Written task |
Answer these questions using the forum discussion below.
(a) To whom did Packer give the information?
(b) According to the reply that begins "Interesting," being fired from BYU is not the same as what?
(c) In what year was Dunn granted Emeritus status?

Packer had been investigating this issue for several years while working at BYU. He allegedly was told by BoydKP to knock it off. Also the Tanners were after him (Dunn) for the same reason and this had been going on for several years. Packer gave the info to the AZ Republic who then published it. In the article cited below, Packer's boss at BYU admitted they terminated his contract because he was planning on publishing the information. Additionally, a church rep acknowledged there were accusations against Dunn at the time he was granted retirement. I also never said Packer was disciplined for his actions.

Interesting. I didn't know about this. I would still say that being fired from BYU is not the same as "get[ting] fired by the church". Not only is that untrue in a specific technical sense, but I think it gives a false impression of what happened. Of course, I suppose it's possible that someone on BYU's board of trustees actually said, "Hey, fire this guy." But without any evidence, that's mere conjecture, and not very likely in my judgment.

31 minutes ago, ephedra said:

Dunn was granted Emeritus status in 1989 which makes him 65 years old at the time.  Dunn was born in April 1924 according to his wiki page.

Listed records |
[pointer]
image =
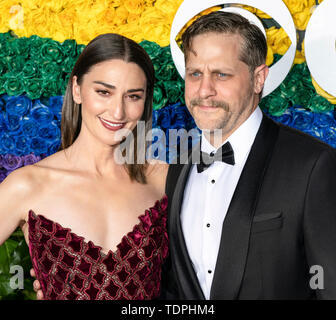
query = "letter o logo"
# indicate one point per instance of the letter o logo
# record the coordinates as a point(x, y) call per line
point(276, 9)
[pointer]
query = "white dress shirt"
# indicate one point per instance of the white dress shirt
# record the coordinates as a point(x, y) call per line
point(207, 197)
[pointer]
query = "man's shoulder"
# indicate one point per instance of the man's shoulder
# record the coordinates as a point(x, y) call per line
point(300, 142)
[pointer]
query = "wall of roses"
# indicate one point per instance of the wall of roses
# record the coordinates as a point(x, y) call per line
point(40, 41)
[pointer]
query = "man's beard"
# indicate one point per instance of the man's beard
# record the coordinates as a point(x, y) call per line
point(213, 103)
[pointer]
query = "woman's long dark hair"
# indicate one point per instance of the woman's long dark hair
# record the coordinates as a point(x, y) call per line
point(102, 48)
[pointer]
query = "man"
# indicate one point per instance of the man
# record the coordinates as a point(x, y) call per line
point(262, 223)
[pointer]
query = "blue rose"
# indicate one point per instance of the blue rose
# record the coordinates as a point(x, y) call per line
point(302, 119)
point(164, 119)
point(11, 162)
point(54, 146)
point(286, 118)
point(41, 113)
point(21, 144)
point(7, 142)
point(3, 175)
point(20, 105)
point(49, 131)
point(29, 127)
point(55, 105)
point(324, 120)
point(38, 146)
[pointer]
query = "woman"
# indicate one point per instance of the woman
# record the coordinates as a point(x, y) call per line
point(95, 227)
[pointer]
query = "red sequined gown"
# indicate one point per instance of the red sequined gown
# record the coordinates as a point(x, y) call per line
point(69, 268)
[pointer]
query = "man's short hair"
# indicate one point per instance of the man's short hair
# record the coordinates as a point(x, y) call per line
point(253, 49)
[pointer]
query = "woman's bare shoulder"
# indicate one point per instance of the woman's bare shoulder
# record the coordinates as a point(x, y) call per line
point(157, 174)
point(30, 176)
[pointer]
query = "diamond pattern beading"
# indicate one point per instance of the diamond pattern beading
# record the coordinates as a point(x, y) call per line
point(69, 268)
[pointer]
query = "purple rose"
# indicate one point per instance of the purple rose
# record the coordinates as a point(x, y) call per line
point(11, 162)
point(3, 175)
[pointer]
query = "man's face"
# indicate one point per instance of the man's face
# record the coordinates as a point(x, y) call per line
point(220, 91)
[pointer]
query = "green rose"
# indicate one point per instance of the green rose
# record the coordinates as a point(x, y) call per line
point(174, 90)
point(276, 104)
point(13, 84)
point(30, 70)
point(50, 70)
point(21, 47)
point(68, 64)
point(69, 48)
point(35, 44)
point(33, 88)
point(159, 98)
point(152, 48)
point(80, 49)
point(52, 51)
point(165, 55)
point(167, 72)
point(15, 63)
point(2, 67)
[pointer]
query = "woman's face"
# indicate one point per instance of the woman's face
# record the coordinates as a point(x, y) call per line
point(112, 95)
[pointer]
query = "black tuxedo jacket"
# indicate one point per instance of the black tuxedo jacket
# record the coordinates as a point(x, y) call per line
point(281, 222)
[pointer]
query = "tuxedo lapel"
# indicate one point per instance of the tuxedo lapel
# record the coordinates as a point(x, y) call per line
point(236, 228)
point(187, 278)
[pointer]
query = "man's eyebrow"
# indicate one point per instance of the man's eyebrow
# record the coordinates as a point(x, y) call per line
point(111, 86)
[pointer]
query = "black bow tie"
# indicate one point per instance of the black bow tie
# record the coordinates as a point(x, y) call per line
point(224, 154)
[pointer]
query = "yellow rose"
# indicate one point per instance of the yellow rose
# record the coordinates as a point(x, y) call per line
point(257, 12)
point(203, 13)
point(168, 7)
point(109, 15)
point(278, 40)
point(121, 14)
point(299, 57)
point(323, 93)
point(155, 26)
point(131, 31)
point(295, 6)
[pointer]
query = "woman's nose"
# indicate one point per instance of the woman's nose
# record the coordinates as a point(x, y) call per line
point(117, 109)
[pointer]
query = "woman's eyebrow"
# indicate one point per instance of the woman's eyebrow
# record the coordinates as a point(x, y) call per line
point(111, 86)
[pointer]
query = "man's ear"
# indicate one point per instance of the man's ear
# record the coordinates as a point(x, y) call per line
point(260, 75)
point(76, 90)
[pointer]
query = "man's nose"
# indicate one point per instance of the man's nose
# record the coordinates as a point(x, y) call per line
point(206, 88)
point(117, 108)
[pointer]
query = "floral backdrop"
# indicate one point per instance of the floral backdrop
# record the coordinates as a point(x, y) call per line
point(40, 41)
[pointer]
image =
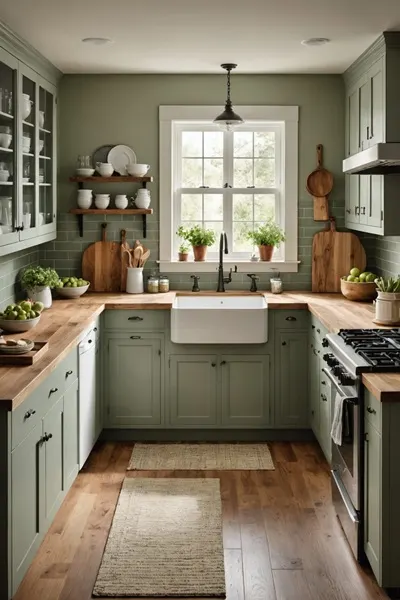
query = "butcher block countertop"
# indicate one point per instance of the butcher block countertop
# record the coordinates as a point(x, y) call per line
point(63, 325)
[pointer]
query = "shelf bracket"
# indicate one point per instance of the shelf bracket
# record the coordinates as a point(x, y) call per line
point(144, 223)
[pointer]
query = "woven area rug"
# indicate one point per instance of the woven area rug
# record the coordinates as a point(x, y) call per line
point(200, 457)
point(165, 540)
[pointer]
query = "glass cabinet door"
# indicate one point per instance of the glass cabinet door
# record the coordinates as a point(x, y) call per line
point(9, 212)
point(38, 169)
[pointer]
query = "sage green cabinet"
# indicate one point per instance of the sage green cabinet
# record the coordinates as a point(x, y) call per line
point(373, 491)
point(245, 390)
point(291, 379)
point(27, 472)
point(134, 379)
point(70, 435)
point(193, 390)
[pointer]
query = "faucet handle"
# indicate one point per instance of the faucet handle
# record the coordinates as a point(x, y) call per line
point(196, 279)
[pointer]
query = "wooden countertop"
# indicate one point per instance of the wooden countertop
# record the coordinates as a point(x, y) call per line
point(64, 324)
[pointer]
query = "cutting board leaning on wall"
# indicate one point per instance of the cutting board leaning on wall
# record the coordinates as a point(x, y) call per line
point(334, 253)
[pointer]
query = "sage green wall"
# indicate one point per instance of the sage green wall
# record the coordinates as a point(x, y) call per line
point(10, 266)
point(111, 109)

Result below |
(a) The AZ Republic.
(b) Getting fired by the church.
(c) 1989.